## AIM OF THE EXERCISE
Please restate the data that follows, leaving every word in place.
(Beginning of RECORDS TO USE)
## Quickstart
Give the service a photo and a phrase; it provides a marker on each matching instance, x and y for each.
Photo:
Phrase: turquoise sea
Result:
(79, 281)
(End of RECORDS TO USE)
## OUTPUT OF THE TASK
## Quickstart
Give the service a photo and a phrase; it provides a marker on each matching instance, x and y for each.
Photo:
Phrase: turquoise sea
Result:
(79, 281)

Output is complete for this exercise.